====== Passage shown

In another article in this issue, the SCCA calls for a review of lease legislation. Robert Speirs represents both retailers and landlords and is widely considered an expert on the retail lease in Australia. He calls for a review as well; seems it’s time something should be done.

As we all know, the retail legislation is peppered with IEDs. Unwary industry participants can easily stray off the path, and get their legs blown off. I have recently been involved in a number of transactions in which the legislation has caused the tenant grief.

Disclosure period

It is a feature of the retail legislation that the Disclosure Statement must be given to the lessee at least seven days before the lease is entered into. Indeed, South Australia is the only jurisdiction that has not succumbed to the seven-day stupidity.

I mean, has anyone ever stopped to wonder why we need seven days? Or, if we do need seven days, why it can’t be waived in certain circumstances?

But don’t get me diverted.

In the case I want to discuss, an up-and-coming national tenant received a Disclosure Statement, which was issued in the tenant’s corporate name. After receipt of the Disclosure Statement and draft lease, the tenant negotiated the lease, and then stopped talking to the landlord. Unbeknownst to the landlord, the tenant arranged its fit-out and contractors.

After two months of radio silence, the tenant announced to the landlord that it wanted to sign the lease in the name of a different company, and that it had to sign the lease tomorrow, in order to meet its fit-out and store-opening imperatives.

I am pretty robust about Disclosure Statements, but the change of tenant entity raised a real problem. The retail legislation says that “the lessee” must get the Disclosure Statement “at least seven days before the lease is entered into”.

Under the idiotic legislation, if “the lessee” does not get the Disclosure Statement at least seven days before the lease is entered into, the lessee can terminate the lease. In this case, because of the last-minute change to the lessee entity, the “lessee” had not received the Disclosure Statement – its related body corporate had.

============
====== Record excerpts

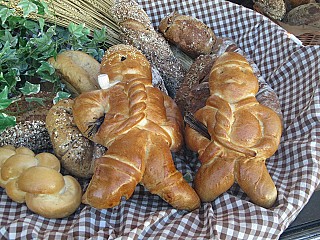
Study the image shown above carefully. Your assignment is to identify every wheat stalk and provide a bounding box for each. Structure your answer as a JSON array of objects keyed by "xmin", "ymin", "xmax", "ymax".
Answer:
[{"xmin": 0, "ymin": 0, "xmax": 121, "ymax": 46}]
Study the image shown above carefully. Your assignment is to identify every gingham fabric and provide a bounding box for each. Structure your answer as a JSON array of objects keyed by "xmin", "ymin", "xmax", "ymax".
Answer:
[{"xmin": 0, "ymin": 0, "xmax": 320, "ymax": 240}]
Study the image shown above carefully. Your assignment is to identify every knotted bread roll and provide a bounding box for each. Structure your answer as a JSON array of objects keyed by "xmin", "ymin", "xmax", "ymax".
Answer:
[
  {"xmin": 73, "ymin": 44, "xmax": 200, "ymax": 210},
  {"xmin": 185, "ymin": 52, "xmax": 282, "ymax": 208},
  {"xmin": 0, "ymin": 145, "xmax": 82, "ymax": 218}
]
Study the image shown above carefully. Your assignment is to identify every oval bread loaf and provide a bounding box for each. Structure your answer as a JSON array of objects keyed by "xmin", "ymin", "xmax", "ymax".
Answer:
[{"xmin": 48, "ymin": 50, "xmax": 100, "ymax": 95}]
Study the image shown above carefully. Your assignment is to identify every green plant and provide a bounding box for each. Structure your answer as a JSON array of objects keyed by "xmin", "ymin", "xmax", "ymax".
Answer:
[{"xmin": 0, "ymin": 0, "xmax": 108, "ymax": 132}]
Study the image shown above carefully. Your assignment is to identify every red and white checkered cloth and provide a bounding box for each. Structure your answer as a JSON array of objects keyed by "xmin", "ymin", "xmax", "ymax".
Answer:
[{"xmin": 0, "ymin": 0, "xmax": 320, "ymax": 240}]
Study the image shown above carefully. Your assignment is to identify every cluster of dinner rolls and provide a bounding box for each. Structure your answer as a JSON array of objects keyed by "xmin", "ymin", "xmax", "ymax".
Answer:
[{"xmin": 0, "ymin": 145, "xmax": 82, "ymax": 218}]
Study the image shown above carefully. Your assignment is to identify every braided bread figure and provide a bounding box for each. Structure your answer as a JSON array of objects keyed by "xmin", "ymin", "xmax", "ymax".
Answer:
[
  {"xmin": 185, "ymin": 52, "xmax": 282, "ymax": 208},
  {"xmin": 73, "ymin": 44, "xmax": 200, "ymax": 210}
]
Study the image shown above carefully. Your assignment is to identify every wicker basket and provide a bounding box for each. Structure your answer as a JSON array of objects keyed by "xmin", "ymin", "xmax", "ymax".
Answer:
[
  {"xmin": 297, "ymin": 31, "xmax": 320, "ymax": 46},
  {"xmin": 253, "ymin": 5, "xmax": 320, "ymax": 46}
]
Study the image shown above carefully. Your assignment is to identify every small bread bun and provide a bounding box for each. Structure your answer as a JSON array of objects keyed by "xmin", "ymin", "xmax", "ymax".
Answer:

============

Written request A:
Can you echo the retail lease passage word for word, starting with "As we all know, the" and going on through "the seven-day stupidity."?
Written request B:
Will you proceed with the retail lease passage from the point where it stops?
These records were drawn from a separate source.

Task output A:
As we all know, the retail legislation is peppered with IEDs. Unwary industry participants can easily stray off the path, and get their legs blown off. I have recently been involved in a number of transactions in which the legislation has caused the tenant grief.

Disclosure period

It is a feature of the retail legislation that the Disclosure Statement must be given to the lessee at least seven days before the lease is entered into. Indeed, South Australia is the only jurisdiction that has not succumbed to the seven-day stupidity.

Task output B:
The decision of the ADT in Jain Cao & Hui Yuan Gao v Leo Siam Pty Ltd [2013] NSWADT 58 (12 March 2013) is authority for the proposition that a lessor who relies on a Disclosure Statement, issued to the wrong entity within a corporate group, steps on that figurative IED.

So our client advised the lessee it would have to wait for a further week (while the name of the previous lessee was whited out and the new tenant name inserted) before it could commence its fit-out. The tenant was furious. It was in full command of the content of the Disclosure Statement. It had its contractors booked, and wanted to start trade ASAP.

There are ways to overcome the problem, which I do not intend to discuss here, but they require time, effort and money. The point is that these problems are a direct consequence of the legislation, they positively harm the tenant, and they are unnecessary red tape.

Victorian rent reviews

This was a matter on which I acted for the tenant. (Yes,  it is possible to bat for the other team.)
My client is a sophisticated international industry participant. It negotiated a rent in Victoria which was subject to annual CPI, capped at an agreed percentage.

During negotiation of the formal lease, the solicitors for the lessor said that the tenant was not entitled to the benefit of the cap on CPI, because this infringed section 35(2) of the RLA. This section says that the rent can only be reviewed by reference to specified criteria (including an index such as CPI, or a specified fixed percentage), but that only one method of review can be applied on each review date. This drafting was no doubt designed to overcome lessor-friendly provisions which had once permitted rent to be reviewed  by CPI or a specified percentage, whichever is the greater.

The solicitors for the lessor argued that the cap on the CPI was, in effect, a second basis for review, which is outlawed by the legislation. Therefore, the lessee could  not have the benefit of the cap. I do not think the lessor’s argument is correct, but there are plenty of lawyers in Victoria who disagree.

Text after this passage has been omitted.